Stored data entries
= = =

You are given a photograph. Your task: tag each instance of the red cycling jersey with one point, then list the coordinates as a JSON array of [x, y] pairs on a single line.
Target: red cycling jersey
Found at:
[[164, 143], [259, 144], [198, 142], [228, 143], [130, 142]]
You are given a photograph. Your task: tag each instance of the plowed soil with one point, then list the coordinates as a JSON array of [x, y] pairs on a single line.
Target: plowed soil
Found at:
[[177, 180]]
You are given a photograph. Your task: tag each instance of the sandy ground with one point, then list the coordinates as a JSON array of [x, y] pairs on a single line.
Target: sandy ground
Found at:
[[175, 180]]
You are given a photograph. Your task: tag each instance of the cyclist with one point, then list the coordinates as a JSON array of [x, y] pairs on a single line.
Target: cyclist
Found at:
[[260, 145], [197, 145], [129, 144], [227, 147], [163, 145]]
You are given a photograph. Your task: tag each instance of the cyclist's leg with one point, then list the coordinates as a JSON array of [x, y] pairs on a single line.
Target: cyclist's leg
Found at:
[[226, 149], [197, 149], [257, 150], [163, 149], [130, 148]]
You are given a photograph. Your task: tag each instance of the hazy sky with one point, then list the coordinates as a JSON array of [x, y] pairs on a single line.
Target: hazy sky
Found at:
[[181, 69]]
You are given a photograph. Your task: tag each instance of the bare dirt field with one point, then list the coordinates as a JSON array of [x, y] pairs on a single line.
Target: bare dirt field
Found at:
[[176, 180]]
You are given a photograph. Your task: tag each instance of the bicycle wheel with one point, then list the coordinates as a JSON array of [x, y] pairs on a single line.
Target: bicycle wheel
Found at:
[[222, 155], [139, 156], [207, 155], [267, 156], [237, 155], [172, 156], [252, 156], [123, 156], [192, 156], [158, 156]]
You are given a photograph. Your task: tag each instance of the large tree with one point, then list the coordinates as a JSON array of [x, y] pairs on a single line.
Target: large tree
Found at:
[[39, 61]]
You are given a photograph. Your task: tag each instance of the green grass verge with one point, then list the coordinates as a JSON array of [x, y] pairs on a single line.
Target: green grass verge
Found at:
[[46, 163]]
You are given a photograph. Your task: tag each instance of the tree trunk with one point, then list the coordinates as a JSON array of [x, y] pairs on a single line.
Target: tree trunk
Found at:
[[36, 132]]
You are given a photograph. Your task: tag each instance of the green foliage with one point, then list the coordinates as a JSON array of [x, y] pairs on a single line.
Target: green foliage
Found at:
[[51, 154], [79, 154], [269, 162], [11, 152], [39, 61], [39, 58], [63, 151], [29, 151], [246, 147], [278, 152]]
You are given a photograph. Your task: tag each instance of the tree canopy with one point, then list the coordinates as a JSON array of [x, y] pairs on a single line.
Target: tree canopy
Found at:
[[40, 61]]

= = =

== Work order ==
Taking care to match every character, output all of the entries above.

== Output for this task ==
You are given a photograph. Your task: tag each instance of the red cycling jersey with one point, then list the coordinates as a JSON array of [x, y] pairs on a single line.
Target: red cycling jersey
Found at:
[[164, 143], [259, 144], [198, 142], [228, 143], [130, 142]]
You are given a photograph. Your task: tag each instance of the plowed soil with one point, then list the coordinates as a JSON array of [x, y] pairs on a single line.
Target: plowed soil
Found at:
[[177, 180]]
You are given a photograph. Your task: tag each instance of the sandy ground with one point, then list the coordinates as a JSON array of [x, y] pairs on a single line.
Target: sandy ground
Found at:
[[175, 180]]
You are given a photograph. Your task: tag each instance of the cyclist with one point, then list the coordinates as a JSON array of [x, y] pairs on a single line.
Target: cyclist
Found at:
[[260, 145], [197, 145], [129, 144], [227, 147], [163, 145]]
You are given a photograph. Your task: tag each instance of the cyclist's leg with one point, then list the coordinates as a JSON array of [x, y] pairs on a single line.
Target: cyclist's leg
Found at:
[[226, 149], [197, 149], [257, 150], [163, 149], [130, 148]]
You are given a photograph. Your task: tag each instance of the hazy sky with one point, then list the coordinates as a JSON array of [x, y] pairs on a single line.
Target: hazy sky
Found at:
[[181, 69]]
You are given a photograph. Your task: tag each instance of the bare dirt field with one point, then list the coordinates as a JSON array of [x, y] pairs on a single line.
Target: bare dirt field
Found at:
[[176, 180]]
You are given a photograph. Your task: tag each instance of the bicycle wheel with one point, then list the coordinates as a JSON array of [x, y] pairs on a single line.
Target: bicycle wheel
Found at:
[[222, 155], [139, 156], [207, 155], [267, 156], [237, 155], [172, 156], [252, 156], [123, 156], [192, 156], [158, 156]]
You are given a photograph. Your task: tag each instance of the large tree with one point, then list the coordinates as a JSON array of [x, y] pairs on a single line.
Target: large tree
Found at:
[[39, 61]]
You are given a photograph. Your task: tag each instance of the green grass verge with one point, then list the coordinates as a JSON array of [x, y] pairs on a single line.
Target: green grass verge
Found at:
[[46, 163]]
You are given a photograph. Your task: tag each instance of the tree trunk with one point, then list the coordinates as a JSON array of [x, y] pairs on a single line.
Target: tree trunk
Found at:
[[36, 132]]
You are given a photograph. Your task: tag each instance of the green foliage with one point, then list the coordinates as a JSON array of [x, y] pairs on a single line.
Target: green foliage
Found at:
[[51, 154], [79, 154], [269, 162], [11, 152], [39, 61], [39, 58], [63, 151], [29, 151], [246, 147], [278, 152]]
You are given a photograph. Your task: tag each instance of the tree canopy with one point, then list the coordinates as a JSON array of [x, y] pairs on a single line.
Target: tree canopy
Found at:
[[40, 61]]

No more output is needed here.